* _SOURCE EXCERPT_
Begin
Amazon Cuts Struggling Phone’s Price to 99 Cents - pcl
http://www.nytimes.com/2014/09/09/technology/amazon-struggling-fire-phone.html?_r=0
======
bruceb
Not sure why this phone wasn't $399 off contract in the first place.

Amazon is repeating HP mistake of thinking they have product that is the same
level as Apple and pricing it the same. The Touchpad was released at $499 the
same as the Ipad 2 at the time.

For a company that is well known to have thin margins were they thinking $649
is something people were going to pay? Get the phone out with a lot of people
using it and then sell the Fire phone 2 for $499 next time.

------
georgemcbay
Still not interested in signing a 2 year contract with AT&T or owning an
Android phone that doesn't include all of the reasons I still own an Android
phone (Maps, Now, etc) instead of some other Linux variant phone or a Windows
Phone.

------
TheMagicHorsey
Kindle is Amazon's best consumer brand. I don't know why they made a Fire
phone. They should have made a Kindle phone, and positioned it as the phone
for "Readers".
End
* _DATA ENTRIES_
Begin
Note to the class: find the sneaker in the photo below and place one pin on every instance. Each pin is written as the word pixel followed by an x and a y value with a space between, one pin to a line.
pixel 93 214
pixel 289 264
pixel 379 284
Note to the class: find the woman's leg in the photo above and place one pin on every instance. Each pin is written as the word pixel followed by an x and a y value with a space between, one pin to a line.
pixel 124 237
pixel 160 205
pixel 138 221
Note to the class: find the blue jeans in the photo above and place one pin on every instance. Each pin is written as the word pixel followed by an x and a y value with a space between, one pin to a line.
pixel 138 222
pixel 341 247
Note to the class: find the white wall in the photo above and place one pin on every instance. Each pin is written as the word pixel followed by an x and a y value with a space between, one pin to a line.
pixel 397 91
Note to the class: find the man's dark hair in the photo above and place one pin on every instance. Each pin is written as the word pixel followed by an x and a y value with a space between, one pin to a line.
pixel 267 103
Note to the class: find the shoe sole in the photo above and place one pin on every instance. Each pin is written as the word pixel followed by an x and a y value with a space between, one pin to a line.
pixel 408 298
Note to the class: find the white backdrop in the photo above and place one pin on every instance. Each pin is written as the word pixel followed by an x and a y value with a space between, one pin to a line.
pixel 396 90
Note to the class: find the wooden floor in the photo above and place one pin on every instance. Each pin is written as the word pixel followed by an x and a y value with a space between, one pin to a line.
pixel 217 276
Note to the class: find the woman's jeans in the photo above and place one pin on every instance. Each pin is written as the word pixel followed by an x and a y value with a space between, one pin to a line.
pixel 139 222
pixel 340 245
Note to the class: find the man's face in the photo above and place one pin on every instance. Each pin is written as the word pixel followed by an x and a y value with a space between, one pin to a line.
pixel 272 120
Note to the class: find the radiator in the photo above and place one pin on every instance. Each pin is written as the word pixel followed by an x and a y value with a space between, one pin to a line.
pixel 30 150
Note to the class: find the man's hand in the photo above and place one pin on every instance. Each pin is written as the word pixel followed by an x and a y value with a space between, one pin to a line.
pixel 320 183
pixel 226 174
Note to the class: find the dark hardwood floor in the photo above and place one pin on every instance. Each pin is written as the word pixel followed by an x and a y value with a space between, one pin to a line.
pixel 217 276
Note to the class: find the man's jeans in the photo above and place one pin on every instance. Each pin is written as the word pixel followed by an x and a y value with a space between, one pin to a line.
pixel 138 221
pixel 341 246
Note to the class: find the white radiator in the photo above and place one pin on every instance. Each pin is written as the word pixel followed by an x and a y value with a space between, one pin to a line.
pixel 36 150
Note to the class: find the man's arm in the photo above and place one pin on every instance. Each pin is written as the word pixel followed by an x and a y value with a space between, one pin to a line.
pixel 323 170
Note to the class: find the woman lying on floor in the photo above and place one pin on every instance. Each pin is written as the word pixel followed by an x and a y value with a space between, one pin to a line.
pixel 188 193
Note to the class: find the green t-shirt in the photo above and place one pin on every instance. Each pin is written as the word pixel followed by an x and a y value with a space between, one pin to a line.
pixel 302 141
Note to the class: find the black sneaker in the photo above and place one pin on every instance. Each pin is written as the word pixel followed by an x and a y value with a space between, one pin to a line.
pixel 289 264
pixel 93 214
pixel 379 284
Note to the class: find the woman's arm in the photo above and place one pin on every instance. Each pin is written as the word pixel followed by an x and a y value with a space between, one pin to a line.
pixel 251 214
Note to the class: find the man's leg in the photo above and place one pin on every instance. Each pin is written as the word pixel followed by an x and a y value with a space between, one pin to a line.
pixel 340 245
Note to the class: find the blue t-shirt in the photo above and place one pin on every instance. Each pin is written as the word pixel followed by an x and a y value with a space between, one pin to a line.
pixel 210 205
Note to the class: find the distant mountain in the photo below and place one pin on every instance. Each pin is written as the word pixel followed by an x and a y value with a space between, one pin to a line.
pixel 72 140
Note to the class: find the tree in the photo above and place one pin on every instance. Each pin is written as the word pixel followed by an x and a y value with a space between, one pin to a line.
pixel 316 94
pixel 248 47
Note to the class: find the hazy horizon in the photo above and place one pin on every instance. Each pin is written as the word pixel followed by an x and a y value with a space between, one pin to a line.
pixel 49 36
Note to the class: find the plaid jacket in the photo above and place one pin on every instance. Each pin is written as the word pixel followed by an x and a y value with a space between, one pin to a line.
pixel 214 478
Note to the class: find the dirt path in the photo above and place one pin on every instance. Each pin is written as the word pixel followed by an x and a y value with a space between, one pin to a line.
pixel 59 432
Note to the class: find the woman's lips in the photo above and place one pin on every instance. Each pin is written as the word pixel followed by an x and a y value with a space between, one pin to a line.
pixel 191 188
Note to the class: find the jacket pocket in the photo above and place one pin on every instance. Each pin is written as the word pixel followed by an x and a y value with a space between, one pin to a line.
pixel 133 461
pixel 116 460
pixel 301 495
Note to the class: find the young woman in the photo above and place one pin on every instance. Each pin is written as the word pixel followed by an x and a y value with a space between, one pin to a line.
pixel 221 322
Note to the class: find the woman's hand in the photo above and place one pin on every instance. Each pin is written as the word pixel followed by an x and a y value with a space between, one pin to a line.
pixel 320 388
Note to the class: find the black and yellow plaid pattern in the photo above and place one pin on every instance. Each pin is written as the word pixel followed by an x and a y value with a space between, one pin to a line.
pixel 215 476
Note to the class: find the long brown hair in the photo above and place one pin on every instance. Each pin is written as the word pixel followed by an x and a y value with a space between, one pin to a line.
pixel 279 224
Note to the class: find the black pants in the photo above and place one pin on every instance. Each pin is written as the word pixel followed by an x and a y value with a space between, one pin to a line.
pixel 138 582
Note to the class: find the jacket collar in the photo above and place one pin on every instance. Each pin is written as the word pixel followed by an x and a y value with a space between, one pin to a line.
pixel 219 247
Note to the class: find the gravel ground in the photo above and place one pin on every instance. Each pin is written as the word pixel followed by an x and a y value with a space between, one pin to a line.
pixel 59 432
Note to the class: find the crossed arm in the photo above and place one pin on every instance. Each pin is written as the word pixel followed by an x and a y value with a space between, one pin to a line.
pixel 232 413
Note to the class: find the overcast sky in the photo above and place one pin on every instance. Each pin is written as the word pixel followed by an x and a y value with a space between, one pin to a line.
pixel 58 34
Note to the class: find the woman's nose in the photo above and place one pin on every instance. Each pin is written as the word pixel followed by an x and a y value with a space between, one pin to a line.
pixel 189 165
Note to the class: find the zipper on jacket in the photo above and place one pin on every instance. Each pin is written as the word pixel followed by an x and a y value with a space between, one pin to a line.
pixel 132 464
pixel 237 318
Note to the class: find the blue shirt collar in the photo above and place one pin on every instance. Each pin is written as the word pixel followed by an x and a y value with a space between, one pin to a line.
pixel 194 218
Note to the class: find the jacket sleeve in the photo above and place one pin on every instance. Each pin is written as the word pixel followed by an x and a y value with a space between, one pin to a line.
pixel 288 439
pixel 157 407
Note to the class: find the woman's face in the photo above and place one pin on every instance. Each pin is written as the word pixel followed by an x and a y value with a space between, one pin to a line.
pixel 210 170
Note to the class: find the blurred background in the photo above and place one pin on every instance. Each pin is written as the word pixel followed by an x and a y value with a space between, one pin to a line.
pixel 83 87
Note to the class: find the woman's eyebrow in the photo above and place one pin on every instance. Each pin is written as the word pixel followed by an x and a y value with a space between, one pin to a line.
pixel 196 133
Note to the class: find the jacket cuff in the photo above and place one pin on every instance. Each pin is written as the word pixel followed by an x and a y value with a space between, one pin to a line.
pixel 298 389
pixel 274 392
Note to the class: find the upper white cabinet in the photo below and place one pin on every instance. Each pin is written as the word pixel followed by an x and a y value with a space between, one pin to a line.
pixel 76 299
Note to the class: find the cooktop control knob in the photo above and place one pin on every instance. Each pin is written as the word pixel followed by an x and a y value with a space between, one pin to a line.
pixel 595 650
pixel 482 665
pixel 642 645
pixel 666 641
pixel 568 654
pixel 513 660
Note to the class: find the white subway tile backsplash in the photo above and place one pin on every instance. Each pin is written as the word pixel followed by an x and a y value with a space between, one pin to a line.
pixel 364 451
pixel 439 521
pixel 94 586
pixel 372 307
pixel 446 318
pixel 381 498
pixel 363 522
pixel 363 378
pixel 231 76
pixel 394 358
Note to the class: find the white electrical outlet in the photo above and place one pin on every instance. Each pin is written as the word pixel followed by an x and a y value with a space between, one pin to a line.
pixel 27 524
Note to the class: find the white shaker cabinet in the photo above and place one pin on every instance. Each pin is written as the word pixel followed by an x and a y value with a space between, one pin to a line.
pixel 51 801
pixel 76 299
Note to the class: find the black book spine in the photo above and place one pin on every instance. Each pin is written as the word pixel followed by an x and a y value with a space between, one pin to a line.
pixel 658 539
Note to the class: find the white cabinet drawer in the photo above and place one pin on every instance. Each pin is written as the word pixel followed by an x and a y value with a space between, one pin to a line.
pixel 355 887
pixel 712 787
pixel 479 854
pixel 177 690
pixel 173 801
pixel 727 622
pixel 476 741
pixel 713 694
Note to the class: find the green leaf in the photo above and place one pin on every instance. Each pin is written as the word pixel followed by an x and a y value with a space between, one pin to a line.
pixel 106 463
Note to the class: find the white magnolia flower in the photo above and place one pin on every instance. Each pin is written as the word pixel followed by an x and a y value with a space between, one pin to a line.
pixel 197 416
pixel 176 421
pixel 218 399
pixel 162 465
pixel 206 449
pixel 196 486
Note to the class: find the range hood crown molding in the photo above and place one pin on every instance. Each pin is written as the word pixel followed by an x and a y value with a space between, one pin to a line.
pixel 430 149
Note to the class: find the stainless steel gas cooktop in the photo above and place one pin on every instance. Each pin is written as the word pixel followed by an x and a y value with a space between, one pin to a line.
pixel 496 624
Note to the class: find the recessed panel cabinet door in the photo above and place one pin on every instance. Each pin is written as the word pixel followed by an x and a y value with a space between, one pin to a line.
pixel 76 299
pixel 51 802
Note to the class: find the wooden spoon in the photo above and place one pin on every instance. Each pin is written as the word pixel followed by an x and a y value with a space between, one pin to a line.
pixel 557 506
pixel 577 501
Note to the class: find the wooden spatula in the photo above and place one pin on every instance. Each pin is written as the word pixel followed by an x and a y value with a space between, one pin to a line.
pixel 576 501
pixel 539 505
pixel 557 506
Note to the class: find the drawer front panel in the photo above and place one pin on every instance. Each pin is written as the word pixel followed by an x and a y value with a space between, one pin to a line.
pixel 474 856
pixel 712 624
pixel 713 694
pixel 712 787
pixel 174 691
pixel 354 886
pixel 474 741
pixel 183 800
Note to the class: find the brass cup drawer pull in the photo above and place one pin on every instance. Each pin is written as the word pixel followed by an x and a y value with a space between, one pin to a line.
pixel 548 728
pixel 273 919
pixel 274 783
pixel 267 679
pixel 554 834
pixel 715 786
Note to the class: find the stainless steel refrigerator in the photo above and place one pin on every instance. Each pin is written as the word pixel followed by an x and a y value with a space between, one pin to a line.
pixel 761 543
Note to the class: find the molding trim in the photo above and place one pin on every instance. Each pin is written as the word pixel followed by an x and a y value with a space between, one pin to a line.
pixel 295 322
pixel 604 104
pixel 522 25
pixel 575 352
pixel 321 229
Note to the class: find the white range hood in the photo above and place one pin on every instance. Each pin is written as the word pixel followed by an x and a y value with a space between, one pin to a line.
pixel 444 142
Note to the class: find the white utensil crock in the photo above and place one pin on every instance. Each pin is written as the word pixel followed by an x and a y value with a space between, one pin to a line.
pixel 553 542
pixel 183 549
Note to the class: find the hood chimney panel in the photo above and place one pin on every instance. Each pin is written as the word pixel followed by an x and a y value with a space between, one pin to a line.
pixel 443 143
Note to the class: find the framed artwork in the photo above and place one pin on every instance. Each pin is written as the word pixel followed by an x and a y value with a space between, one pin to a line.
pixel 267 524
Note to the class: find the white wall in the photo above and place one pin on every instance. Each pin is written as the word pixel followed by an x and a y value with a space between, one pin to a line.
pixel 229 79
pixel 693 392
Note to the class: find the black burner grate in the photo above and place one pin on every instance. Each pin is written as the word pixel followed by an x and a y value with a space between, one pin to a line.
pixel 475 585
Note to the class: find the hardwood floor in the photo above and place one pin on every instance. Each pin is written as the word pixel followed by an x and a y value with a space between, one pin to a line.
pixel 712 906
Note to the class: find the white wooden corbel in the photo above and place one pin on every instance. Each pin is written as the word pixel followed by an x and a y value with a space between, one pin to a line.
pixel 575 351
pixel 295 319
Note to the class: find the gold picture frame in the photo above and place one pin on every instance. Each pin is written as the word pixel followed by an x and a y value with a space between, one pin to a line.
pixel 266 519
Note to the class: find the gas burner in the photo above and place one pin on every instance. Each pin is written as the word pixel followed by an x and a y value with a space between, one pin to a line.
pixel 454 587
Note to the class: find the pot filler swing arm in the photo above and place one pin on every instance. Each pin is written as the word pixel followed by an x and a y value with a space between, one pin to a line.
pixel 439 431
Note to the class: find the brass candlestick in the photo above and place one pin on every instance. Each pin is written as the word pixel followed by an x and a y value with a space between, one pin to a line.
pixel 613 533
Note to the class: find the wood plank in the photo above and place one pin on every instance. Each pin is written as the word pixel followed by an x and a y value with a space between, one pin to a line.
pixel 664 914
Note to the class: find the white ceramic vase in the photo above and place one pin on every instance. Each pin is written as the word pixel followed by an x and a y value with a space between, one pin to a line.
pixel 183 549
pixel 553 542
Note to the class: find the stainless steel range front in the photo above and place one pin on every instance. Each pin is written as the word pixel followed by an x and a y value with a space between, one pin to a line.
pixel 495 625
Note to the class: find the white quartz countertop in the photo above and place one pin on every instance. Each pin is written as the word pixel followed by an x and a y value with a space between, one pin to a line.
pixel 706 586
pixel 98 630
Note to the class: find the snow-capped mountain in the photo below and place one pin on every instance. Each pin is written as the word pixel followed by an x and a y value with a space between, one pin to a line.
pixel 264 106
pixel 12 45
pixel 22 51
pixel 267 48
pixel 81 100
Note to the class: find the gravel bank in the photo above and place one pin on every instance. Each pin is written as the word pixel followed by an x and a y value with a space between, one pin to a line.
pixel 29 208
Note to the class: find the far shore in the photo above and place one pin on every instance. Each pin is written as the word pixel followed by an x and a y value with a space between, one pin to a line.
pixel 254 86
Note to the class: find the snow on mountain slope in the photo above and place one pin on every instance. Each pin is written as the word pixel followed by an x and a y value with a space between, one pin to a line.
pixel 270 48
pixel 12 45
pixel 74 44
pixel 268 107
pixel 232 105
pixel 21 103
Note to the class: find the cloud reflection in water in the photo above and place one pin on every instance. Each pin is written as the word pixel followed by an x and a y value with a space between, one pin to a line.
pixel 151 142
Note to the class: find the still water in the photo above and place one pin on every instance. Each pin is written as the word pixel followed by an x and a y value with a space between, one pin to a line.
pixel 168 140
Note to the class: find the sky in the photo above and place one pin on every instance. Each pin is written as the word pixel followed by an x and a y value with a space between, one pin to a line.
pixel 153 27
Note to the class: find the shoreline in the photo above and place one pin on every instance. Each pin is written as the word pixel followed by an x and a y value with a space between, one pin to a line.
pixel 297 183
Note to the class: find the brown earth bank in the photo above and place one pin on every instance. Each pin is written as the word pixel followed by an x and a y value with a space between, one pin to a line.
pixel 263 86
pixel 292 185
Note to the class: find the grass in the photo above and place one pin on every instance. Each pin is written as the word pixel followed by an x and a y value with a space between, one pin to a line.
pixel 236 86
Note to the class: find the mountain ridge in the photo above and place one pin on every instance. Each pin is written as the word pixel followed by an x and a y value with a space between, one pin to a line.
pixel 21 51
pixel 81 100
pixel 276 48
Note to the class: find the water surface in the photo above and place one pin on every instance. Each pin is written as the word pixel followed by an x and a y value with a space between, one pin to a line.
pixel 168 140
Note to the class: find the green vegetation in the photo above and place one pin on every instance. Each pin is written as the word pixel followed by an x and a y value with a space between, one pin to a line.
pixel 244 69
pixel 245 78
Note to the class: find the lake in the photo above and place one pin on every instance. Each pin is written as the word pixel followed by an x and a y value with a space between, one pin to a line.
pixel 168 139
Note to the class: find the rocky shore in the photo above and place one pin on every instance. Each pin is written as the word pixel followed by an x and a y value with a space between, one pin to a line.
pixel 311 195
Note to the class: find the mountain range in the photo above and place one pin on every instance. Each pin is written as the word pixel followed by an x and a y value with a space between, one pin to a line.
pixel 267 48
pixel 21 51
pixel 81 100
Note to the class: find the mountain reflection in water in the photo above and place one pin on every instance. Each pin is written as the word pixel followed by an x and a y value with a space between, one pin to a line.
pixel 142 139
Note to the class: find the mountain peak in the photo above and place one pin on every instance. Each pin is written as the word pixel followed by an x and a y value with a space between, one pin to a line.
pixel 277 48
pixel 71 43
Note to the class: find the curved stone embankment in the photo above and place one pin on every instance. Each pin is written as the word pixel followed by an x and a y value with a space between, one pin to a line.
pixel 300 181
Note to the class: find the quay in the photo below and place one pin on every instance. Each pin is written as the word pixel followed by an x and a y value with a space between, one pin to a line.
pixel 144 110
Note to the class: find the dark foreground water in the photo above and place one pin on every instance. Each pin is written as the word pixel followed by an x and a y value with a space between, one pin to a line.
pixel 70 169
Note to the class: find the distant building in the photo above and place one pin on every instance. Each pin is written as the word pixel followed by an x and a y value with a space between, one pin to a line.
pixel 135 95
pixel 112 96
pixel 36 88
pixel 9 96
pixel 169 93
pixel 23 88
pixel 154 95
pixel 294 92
End
* _PROMPT 1_
Retype the stretch of the Fire phone thread from "Amazon is repeating" through "at the time.".
* _PROMPT 2_
According to the Fire phone thread, what price was the HP Touchpad released at?
The records have no connection to the forum thread on the Amazon Fire phone price cut.

* _COMPLETE OUTPUT 1_
Amazon is repeating HP mistake of thinking they have product that is the same
level as Apple and pricing it the same. The Touchpad was released at $499 the
same as the Ipad 2 at the time.

* _COMPLETE OUTPUT 2_
$499